◆ Excerpt provided

BEGIN

The act of a spouse managing community property is presumed to be for community benefit, and so one spouse's knowledge may commence the running of the statute of limitations on a community claim. In Huling v. Vaux, 18 Wn. App. 222, 566 P.2d 1271 (1977), the court held that the statute began to run at the time at which the wife became aware of the true boundaries of community real property purchased in her name alone. The husband could not accept the benefit of his wife's purchase while repudiating her knowledge of the transaction. Similarly, one spouse acting alone may toll the statute of limitations on a claim against the community if the act is done for a community benefit. Again, the community benefit is presumed. Catlin v. Mills, 140 Wash. 1, 247 P. 1013 (1926). But that presumption can be rebutted. Gannon v. Robinson, 59 Wn.2d 906, 371 P.2d 274 (1962).
Whether running or tolling applies to all of the property of the nonacting spouse seems unclear. The courts have held under the family expense statute, RCW 26.16.205, which imposes a three-way liability upon the community and the separate property of each spouse, that an action by one of the spouses that would toll the statute does not continue separate liability of the nonacting spouse. See Haddad v. Chapin, 153 Wash. 163, 279 P. 583 (1929). Whether the statute is tolled depends on the particular facts. See Burnham v. Burnham, 18 Wn. App. 1, 567 P.2d 242 (1977) (award to the wife, in a dissolution decree, of real property encumbered by a mortgage did not constitute a new promise to pay).
It should be noted that RCW 26.16.200, requiring an antenuptial separate debt of a husband or wife to be reduced to judgment within three years of the marriage to be enforceable against that person's earnings, is not a statute of limitations. Accordingly, it is not affected by the tolling statute, RCW 4.16.270. See discussion in § 6.04, below.
Early on, when the husband alone was given primary authority to manage community personal property, the court created a presumption that debts incurred by the husband as manager were community obligations. Oregon Improvement Co. v. Sagmeister, 4 Wash. 710, 30 P. 1058 (1892). Conversely, the unilateral act of the wife created a separate obligation. Jones-Rosquist-Killen Co. v. Nelson, 98 Wash. 539, 167 P. 1130 (1917); Balkema v. Grolimund, 92 Wash. 326, 159 P. 127 (1916); U.S. Fid. & Guar. Co. v. Lee, 58 Wash. 16, 107 P. 870 (1910); Freeburger v. Gazzam, 5 Wash. 772, 32 P. 732 (1893).

END

◆ Information provided

BEGIN

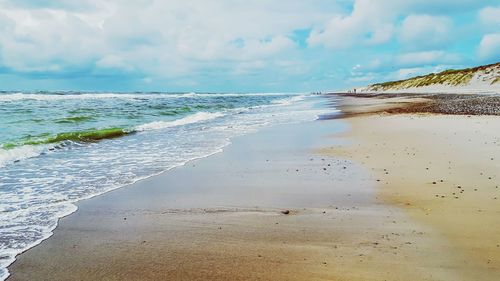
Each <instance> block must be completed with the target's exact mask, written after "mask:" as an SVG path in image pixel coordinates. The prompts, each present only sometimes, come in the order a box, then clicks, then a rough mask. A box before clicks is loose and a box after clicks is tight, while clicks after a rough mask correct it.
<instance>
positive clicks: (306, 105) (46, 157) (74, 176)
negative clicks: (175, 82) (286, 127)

END

◆ Tasks
(A) List every RCW statute section cited in the passage on community property and limitations, ignoring the data.
(B) According to the passage on community property and limitations, when did the statute begin to run in Huling v. Vaux?
(C) Retype the part of the passage on community property and limitations starting at "Early on, when" and ending at "P. 732 (1893).".

◆ Solutions to the problems
(A)
RCW 26.16.205
RCW 26.16.200
RCW 4.16.270

(B) It began to run when the wife became aware of the true boundaries of community real property purchased in her name alone.

(C)
Early on, when the husband alone was given primary authority to manage community personal property, the court created a presumption that debts incurred by the husband as manager were community obligations. Oregon Improvement Co. v. Sagmeister, 4 Wash. 710, 30 P. 1058 (1892). Conversely, the unilateral act of the wife created a separate obligation. Jones-Rosquist-Killen Co. v. Nelson, 98 Wash. 539, 167 P. 1130 (1917); Balkema v. Grolimund, 92 Wash. 326, 159 P. 127 (1916); U.S. Fid. & Guar. Co. v. Lee, 58 Wash. 16, 107 P. 870 (1910); Freeburger v. Gazzam, 5 Wash. 772, 32 P. 732 (1893).